_TASK TO CARRY OUT_
When a line in the records contains the string "below", copy that line.

· · ·

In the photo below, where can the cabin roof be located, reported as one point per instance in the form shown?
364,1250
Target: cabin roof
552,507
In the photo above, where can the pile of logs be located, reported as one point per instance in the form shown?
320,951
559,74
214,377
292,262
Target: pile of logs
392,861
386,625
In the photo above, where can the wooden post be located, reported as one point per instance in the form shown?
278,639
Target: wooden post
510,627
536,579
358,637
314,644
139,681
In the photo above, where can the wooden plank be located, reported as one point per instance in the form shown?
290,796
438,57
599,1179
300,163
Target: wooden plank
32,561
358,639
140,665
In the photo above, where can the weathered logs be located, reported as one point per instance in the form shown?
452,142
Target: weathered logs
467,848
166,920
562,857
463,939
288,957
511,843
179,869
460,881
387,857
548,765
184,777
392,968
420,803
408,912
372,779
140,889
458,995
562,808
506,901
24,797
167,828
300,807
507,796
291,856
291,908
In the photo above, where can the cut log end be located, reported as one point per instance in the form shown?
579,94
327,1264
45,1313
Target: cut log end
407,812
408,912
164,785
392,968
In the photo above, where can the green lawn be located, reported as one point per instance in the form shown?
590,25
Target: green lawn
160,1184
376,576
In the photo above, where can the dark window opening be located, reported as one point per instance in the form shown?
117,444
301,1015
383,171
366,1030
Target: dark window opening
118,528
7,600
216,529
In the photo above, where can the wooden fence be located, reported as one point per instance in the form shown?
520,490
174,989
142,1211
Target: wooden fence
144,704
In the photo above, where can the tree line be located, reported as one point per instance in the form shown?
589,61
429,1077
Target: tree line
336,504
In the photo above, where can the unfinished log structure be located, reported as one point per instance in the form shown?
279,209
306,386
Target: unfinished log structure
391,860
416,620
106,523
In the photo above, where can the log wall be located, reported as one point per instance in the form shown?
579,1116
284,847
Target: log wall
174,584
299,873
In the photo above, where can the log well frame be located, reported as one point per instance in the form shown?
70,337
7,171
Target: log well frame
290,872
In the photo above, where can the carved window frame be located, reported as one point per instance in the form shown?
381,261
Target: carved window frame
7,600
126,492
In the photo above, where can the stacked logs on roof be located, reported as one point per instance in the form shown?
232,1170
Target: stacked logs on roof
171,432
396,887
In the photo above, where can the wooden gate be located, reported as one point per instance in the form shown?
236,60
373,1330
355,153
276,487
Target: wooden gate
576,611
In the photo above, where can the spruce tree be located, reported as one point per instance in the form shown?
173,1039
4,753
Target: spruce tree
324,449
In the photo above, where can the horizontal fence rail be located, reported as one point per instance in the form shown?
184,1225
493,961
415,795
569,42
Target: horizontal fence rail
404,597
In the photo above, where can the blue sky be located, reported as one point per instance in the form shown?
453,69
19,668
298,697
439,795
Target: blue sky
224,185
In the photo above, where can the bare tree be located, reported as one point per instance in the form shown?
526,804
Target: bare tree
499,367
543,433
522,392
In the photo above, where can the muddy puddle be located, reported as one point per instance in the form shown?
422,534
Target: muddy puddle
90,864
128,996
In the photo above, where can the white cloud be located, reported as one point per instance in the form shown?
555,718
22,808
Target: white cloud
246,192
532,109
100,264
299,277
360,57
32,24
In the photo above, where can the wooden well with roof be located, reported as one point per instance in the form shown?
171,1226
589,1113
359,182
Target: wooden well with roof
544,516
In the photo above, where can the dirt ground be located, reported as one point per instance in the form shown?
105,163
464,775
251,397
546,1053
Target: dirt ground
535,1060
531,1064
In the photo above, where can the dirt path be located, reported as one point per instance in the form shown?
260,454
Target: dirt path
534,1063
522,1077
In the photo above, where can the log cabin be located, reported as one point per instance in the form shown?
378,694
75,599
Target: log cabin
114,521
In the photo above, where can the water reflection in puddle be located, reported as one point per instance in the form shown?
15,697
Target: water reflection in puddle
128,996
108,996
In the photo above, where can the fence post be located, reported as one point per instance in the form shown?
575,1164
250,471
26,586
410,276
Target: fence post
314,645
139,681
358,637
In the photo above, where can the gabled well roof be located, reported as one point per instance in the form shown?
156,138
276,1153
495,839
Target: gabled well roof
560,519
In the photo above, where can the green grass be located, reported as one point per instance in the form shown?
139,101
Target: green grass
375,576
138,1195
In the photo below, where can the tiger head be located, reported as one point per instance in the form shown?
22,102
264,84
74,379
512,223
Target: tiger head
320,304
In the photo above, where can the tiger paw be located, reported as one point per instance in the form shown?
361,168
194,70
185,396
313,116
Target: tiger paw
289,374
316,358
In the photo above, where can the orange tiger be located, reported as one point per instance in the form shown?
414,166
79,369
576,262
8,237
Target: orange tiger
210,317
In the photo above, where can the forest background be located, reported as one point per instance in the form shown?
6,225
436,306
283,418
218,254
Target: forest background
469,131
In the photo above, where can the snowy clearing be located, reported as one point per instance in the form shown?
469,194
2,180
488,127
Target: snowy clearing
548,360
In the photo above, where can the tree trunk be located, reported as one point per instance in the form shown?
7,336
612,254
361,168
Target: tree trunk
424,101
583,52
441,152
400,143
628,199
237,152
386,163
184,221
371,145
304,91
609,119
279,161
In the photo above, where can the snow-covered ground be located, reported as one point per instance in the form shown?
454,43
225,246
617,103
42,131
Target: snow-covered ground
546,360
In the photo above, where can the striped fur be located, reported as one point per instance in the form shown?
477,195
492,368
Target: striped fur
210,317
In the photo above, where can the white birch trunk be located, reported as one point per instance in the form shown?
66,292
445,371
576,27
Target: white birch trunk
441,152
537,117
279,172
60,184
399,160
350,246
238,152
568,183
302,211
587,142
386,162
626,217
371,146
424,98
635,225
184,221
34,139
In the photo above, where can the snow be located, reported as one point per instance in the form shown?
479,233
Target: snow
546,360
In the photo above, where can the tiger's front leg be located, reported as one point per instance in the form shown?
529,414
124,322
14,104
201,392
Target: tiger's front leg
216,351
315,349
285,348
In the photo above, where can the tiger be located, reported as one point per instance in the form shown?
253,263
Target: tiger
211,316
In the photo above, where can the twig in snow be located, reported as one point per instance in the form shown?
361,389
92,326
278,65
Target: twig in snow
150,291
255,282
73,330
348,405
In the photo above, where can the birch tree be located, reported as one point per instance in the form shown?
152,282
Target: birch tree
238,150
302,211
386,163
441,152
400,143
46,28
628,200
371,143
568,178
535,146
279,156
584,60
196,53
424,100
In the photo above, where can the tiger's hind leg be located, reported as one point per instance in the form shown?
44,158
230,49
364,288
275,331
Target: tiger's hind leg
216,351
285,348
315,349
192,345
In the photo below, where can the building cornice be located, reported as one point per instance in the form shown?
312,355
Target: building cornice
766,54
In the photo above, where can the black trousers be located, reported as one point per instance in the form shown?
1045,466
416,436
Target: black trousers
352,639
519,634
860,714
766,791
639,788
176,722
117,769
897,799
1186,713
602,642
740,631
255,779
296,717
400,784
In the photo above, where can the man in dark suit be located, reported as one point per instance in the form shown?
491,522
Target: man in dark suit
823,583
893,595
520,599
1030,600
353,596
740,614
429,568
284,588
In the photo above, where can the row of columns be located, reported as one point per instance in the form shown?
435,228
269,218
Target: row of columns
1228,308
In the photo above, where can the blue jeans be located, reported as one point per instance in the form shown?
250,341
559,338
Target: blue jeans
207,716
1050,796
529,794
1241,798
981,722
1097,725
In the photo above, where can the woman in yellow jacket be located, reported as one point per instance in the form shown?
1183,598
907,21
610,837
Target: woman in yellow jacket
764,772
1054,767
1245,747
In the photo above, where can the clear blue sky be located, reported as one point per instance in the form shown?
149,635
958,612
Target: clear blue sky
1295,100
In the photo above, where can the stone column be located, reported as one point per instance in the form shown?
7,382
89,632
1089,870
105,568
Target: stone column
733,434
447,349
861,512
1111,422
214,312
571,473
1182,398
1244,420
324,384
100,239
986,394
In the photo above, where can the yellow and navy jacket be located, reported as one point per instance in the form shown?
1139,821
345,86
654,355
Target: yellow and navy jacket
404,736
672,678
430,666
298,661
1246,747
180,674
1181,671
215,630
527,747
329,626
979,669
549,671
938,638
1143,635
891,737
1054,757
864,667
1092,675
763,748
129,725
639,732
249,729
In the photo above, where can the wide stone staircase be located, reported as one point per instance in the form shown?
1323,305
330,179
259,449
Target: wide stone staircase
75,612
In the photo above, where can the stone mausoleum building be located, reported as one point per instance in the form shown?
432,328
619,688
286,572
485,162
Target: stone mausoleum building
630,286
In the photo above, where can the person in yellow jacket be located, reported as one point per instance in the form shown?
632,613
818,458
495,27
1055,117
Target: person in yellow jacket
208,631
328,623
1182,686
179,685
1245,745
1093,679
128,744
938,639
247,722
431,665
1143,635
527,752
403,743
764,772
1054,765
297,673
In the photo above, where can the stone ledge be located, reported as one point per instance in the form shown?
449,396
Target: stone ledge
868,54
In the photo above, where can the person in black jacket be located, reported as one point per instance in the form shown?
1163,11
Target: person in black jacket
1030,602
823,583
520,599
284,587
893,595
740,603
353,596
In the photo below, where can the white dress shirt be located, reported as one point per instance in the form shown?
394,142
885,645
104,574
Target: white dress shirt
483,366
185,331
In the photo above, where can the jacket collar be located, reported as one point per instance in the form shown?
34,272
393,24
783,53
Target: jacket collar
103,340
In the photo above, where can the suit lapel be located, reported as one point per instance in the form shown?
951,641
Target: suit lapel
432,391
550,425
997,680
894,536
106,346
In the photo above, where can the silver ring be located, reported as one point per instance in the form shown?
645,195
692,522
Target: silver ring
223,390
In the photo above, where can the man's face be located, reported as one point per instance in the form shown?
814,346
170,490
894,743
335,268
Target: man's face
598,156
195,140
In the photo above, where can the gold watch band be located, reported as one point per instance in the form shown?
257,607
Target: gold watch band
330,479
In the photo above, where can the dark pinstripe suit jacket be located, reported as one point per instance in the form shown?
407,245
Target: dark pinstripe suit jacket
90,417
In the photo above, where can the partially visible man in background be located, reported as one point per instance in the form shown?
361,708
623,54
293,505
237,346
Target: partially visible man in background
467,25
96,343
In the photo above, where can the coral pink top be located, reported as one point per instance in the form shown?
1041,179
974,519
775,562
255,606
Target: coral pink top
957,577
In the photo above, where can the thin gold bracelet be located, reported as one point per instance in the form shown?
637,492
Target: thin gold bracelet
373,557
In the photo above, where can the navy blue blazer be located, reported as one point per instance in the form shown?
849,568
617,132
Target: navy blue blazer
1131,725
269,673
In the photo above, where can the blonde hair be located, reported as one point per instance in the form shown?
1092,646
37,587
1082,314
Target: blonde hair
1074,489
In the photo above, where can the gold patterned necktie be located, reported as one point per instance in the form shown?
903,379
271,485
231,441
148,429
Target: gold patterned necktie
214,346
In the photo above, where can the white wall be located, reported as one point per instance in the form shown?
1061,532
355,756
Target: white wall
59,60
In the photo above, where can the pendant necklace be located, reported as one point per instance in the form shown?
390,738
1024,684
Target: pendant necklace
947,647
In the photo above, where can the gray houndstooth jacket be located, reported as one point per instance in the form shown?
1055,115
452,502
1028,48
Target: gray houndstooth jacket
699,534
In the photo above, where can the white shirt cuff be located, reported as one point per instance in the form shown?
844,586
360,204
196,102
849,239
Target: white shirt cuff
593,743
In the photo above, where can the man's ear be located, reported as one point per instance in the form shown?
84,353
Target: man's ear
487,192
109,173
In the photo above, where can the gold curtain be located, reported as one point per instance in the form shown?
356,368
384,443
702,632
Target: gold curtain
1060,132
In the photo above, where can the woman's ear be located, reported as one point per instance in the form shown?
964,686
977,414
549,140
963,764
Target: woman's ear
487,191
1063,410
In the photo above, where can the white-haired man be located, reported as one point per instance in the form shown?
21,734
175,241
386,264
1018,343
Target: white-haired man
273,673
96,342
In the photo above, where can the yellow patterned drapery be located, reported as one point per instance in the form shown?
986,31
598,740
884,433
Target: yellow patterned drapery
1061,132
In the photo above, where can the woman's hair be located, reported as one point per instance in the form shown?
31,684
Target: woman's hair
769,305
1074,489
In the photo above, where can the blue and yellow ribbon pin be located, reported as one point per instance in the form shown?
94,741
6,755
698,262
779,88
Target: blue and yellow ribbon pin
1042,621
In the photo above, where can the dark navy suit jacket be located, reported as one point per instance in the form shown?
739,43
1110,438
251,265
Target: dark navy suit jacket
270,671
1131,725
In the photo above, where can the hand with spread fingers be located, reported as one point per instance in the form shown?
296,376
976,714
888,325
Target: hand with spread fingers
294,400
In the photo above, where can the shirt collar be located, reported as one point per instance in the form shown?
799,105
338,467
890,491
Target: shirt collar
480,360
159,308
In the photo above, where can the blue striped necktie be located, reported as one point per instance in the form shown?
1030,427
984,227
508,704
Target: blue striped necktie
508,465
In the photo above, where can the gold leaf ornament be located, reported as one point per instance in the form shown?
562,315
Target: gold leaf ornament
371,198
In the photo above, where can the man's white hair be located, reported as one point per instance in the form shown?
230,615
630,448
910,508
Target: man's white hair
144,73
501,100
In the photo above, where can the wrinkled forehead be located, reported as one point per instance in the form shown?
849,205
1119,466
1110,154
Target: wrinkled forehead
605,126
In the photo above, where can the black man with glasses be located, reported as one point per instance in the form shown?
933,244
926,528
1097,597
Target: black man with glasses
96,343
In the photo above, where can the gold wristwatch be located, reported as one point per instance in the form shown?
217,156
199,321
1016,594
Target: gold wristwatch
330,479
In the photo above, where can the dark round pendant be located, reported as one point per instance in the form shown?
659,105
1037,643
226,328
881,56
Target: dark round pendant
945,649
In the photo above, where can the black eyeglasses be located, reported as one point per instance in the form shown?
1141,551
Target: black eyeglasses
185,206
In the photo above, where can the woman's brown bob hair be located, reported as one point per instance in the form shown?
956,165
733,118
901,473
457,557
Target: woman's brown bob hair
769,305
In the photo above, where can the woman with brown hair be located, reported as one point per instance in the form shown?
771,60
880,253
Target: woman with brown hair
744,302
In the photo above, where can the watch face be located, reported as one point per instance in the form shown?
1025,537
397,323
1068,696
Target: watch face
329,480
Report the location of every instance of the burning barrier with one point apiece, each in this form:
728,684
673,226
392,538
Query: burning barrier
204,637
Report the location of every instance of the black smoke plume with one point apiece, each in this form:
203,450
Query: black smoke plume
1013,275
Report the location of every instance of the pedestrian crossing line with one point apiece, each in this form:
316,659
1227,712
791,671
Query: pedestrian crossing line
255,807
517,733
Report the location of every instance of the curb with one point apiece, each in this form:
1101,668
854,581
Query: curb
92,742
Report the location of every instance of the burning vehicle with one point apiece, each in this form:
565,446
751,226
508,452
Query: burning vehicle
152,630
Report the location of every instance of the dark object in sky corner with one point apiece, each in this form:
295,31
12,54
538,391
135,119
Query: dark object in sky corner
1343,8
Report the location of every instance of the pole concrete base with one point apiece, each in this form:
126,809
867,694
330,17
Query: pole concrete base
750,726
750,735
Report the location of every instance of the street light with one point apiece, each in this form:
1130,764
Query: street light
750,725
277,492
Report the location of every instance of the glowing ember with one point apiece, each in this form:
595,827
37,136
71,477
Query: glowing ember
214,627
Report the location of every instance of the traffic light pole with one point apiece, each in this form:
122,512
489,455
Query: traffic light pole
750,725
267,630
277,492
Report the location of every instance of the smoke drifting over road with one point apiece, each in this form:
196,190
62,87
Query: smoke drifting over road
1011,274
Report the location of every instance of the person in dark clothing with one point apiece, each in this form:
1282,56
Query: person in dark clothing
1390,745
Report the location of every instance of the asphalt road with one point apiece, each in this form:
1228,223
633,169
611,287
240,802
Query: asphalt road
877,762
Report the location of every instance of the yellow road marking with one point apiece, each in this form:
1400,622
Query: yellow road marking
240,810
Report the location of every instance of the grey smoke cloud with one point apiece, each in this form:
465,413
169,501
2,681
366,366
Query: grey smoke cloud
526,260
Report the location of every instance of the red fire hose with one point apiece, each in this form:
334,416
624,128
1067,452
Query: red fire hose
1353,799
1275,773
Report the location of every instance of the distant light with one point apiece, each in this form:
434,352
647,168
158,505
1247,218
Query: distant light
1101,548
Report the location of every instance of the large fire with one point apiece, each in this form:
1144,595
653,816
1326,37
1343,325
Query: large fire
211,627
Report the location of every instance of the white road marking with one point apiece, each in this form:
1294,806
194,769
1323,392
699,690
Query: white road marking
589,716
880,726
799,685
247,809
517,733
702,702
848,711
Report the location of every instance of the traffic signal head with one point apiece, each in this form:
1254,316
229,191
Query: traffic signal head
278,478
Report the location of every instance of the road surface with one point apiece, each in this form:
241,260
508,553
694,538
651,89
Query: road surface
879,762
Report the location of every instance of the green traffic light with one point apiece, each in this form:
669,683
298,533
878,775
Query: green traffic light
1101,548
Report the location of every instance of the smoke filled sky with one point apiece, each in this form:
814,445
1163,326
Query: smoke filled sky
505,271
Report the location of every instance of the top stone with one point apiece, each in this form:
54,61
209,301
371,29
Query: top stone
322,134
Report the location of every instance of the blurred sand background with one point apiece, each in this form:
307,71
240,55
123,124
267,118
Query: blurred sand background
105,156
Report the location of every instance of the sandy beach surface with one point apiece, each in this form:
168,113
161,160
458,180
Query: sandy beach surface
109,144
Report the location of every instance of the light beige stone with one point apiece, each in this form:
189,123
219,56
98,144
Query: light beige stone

· · ·

_RESULT OF THE EXERCISE_
In the photo below, where can the cabin roof be located, reported as one point per instance in the form shown?
In the photo below, where can the tiger head be located, reported as one point per instance in the form shown?
In the photo below, where can the building cornice be located, reported as one point per instance in the form shown?
In the photo below, where can the white dress shirt be located, reported as one point per instance in the form shown?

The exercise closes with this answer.